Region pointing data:
---

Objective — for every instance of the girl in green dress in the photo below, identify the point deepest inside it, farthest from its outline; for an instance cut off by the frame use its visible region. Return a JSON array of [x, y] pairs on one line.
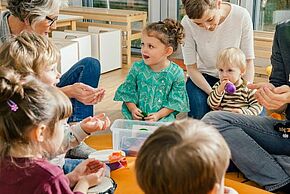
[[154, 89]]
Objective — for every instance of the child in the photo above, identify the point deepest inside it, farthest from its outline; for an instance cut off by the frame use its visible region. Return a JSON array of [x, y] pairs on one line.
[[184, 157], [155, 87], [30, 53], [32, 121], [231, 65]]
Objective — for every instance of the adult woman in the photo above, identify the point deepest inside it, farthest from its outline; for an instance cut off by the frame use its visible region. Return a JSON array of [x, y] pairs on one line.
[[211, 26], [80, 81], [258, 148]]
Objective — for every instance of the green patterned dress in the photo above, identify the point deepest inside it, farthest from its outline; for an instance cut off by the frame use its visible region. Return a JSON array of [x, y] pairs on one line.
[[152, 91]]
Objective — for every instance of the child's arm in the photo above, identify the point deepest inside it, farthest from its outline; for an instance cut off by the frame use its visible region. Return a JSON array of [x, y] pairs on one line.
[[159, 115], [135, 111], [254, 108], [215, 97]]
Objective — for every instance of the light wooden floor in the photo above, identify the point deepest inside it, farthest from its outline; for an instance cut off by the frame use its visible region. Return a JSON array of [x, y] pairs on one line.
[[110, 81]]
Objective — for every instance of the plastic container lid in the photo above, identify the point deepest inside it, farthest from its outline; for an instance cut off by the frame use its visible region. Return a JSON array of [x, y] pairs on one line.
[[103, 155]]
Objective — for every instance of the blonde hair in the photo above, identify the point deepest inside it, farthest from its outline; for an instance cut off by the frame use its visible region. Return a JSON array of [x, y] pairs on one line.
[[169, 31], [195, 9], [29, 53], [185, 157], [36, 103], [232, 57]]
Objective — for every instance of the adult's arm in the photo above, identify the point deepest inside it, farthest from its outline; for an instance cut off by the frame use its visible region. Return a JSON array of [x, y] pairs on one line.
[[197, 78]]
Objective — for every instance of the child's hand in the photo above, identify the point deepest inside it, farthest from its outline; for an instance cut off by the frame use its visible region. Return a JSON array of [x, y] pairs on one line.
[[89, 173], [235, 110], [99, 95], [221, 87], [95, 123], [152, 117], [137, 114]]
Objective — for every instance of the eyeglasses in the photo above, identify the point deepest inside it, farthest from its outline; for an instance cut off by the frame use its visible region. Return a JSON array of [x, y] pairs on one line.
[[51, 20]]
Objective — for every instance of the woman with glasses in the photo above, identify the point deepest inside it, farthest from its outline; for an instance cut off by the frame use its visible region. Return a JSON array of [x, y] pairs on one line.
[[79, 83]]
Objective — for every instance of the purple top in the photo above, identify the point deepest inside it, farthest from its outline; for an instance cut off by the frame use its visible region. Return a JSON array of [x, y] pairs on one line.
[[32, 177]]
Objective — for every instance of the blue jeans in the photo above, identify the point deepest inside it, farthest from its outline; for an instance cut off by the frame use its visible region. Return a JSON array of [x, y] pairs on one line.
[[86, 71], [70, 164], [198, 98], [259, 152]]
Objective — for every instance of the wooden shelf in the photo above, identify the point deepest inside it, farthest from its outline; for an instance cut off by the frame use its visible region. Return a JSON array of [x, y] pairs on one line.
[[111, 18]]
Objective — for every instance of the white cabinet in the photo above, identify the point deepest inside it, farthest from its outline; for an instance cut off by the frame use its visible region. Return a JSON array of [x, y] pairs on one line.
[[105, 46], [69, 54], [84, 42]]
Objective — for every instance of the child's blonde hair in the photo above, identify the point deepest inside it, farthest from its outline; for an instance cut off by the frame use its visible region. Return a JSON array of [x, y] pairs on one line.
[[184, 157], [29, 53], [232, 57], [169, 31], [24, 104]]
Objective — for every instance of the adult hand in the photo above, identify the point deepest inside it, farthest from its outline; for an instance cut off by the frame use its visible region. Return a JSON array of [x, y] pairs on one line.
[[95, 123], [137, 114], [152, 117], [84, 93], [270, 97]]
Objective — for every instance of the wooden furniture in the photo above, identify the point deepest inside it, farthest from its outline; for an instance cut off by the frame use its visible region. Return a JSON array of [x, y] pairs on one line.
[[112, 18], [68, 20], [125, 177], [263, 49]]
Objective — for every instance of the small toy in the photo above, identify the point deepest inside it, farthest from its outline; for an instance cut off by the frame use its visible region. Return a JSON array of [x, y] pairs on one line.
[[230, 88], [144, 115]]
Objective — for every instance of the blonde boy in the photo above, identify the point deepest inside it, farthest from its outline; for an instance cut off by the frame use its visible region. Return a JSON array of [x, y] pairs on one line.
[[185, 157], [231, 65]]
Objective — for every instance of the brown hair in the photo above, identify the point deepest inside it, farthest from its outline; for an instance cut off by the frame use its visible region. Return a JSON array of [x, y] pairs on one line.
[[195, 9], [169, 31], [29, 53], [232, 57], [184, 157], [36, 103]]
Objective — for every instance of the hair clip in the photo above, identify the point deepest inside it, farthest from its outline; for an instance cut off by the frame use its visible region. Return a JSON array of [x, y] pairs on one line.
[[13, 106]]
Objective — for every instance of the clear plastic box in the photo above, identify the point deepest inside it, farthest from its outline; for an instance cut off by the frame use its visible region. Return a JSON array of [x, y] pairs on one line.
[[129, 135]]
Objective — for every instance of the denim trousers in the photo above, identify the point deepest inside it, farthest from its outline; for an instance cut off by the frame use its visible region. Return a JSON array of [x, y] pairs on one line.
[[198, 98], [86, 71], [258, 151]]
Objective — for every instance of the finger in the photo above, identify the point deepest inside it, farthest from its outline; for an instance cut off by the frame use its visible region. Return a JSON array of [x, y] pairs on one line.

---

[The problem]: Reproduce the data word for word without its images.

[Your solution]:
Objective — for every instance of the girl in green dress in the photo below, identify the point deepest inside it, farthest from its outline; for an instance cut off by the frame use its visible region. Return a JSON array of [x, y] pairs on one line.
[[154, 89]]
Objective — for every instance of the child in the photo above, identify the point deepest inside it, farthest from its outline; for an instance cut off by the frame use its visible region. Return a JSON array of [x, y] pairs on one line.
[[184, 157], [155, 87], [30, 53], [32, 121], [231, 65]]
Objective — for every instance of the adult woman in the photo above, identify the point deepest inside it, farthest from its outline; for an instance cut off by the frame use its visible region. Return a JSON array of [x, y] pairs on one line.
[[211, 26], [80, 81], [258, 148]]
Objective — for every instance of the green patterned dress in the photo above, identify the point deepest inside it, farthest from its outline; for an instance cut off by the frame use its visible region. Return a JSON array of [x, y] pairs on one line.
[[152, 91]]
Objective — for every instance of the child's arm in the photo above, identify the point deepest inside it, farthest from its outline; for an instance cut off by the frame use its visible region. Return a JSON array of [x, y] pairs on one line.
[[159, 115], [135, 111], [254, 108], [215, 97]]
Objective — for every instance of the light wooden floor in the photo above, identify the point deepest inside it, farthest from its outline; for an instance cut off by the frame use its visible region. Return a JSON array of [x, y] pairs on one line.
[[110, 81]]
Objective — for every instance of the plastic container lid in the photo above, identify the point deepest inside it, farthest from its outline; for an instance cut off by the frame use its visible region. Return a JSON array of [x, y] pairs on one line.
[[103, 155]]
Objective — for every instance of the blonde hair in the photo above, identify the point deepest inside it, farthest from its outline; for an instance cut off by the frame use its visible region. Return a JSON array of [x, y] pairs on one line.
[[169, 31], [195, 9], [29, 53], [185, 157], [36, 103], [232, 57]]
Objective — for every instance of the adult's arm in the photo above, identify the point deepest inside it, farthest from its outline; for an instance cut off by the frame use its visible region. Return a JSON array of [x, y] pairs on one line.
[[197, 78]]
Objective — for every instance of the child's hand in the photo above, identify the point deepest inside it, farthest from its outline; for an instance cut off by the frame use its visible region. Return a JSON array of [x, y] pairs on one line.
[[89, 173], [235, 110], [99, 95], [221, 87], [95, 123], [152, 117], [137, 114]]
Objective — for every instance of the eyeglasses in the photo above, identify the point deepest inside it, farthest from its outline; for an instance cut off by the frame use its visible region. Return a JSON array of [x, y] pairs on one line.
[[51, 20]]
Objective — for every instance of the woman with glasses in the photo above, identify the point deepest inside it, farthest from its outline; for an instance cut off by the frame use its visible region. Return a JSON array of [x, y] pairs on one line.
[[79, 83]]
Objective — for every instance of the purple top in the photo above, identify the point deepest inside it, farthest from its outline; for an instance cut off by the frame use its visible region. Return a JSON array of [x, y] pairs on one line.
[[32, 177]]
Objective — for every instance of the blue jeans in the photo above, identify the point deepest inside it, farthest from its outline; for an instance cut off by the frame use its visible region. Return a JSON array of [x, y] pairs on one line.
[[86, 71], [70, 164], [198, 98], [259, 152]]
Objective — for every instance of the wooden shelf in the photo above, identify the point deepest inside it, farthest from its outline; for an instance cut off by the frame use its visible region. Return a JSON array of [x, y] pairs on one line.
[[111, 18]]
Objective — for every instance of the white cabinet in the photo above, identify the point deepest inside it, farthest from its outline; for an instance cut off by the frame use its visible region. Return a JSON array of [x, y] pairs on one line.
[[105, 46], [69, 54], [84, 42]]
Objective — for every instance of the child's blonde hair in the photo above, identify the point deepest inside it, farthest from its outline; for an instance cut off by the frame use its visible region. Return a JSON array of [x, y] pairs on one line.
[[184, 157], [29, 53], [232, 57], [169, 31], [24, 104]]
Objective — for every instance of the adult hand in the photo above, identify the point deepest inside it, farthest from its outline; for an instance cut off by the frame use its visible region. Return a JSON array of [x, y] pairs on one line.
[[95, 123], [137, 114], [152, 117], [84, 93], [270, 97]]
Objective — for every instance of the wooden furniture in the photo above, identify the point deepest inside it, farthest from its outline; for an instance cut off by the frame use its visible region. Return a JSON array of [x, y] pairs on one line.
[[112, 18], [68, 20], [125, 177], [263, 49]]
Objective — for every instance of the small toy in the photo above, identify the point deepest inside it, farthest from its outline; for an instance cut off by the frame use its visible region. Return a JSON array of [x, y] pairs on one line.
[[230, 88], [144, 115]]
Objective — for every instance of the blonde boy in the photo above, identify the point deepest inside it, farthest from its outline; for an instance cut off by the frame use its visible region. Return a JSON array of [x, y] pairs on one line.
[[185, 157], [231, 65]]
Objective — for every instance of the brown hair in the photo above, identify the point deepest inside it, farthest from its outline; for an instance cut off by the frame use its visible region. Return a JSON array of [x, y] pairs on one line.
[[195, 9], [169, 31], [29, 53], [232, 57], [184, 157], [36, 103]]
Objective — for every instance of the hair clip in the photo above, identify the point deepest inside it, farthest from its outline; for an instance cut off by the frame use its visible region. Return a JSON array of [x, y] pairs on one line.
[[13, 106]]
Objective — for every instance of the clear plastic box in the photo above, identify the point deepest inside it, farthest from its outline; for an instance cut off by the frame use its visible region. Return a JSON array of [x, y] pairs on one line.
[[129, 135]]
Objective — for every instance of the denim trousers in the photo above, identify the point deepest inside it, farthest from its outline; for an instance cut off by the frame use its visible region. Return a JSON array of [x, y] pairs on one line.
[[198, 98], [86, 71], [258, 151]]
Objective — for every instance of the finger in the photo above, identify the point deepest inside it, farthest from its outline; for an instance cut off by the frame use its visible region. Return a JSON array of [x, y] pairs on one line.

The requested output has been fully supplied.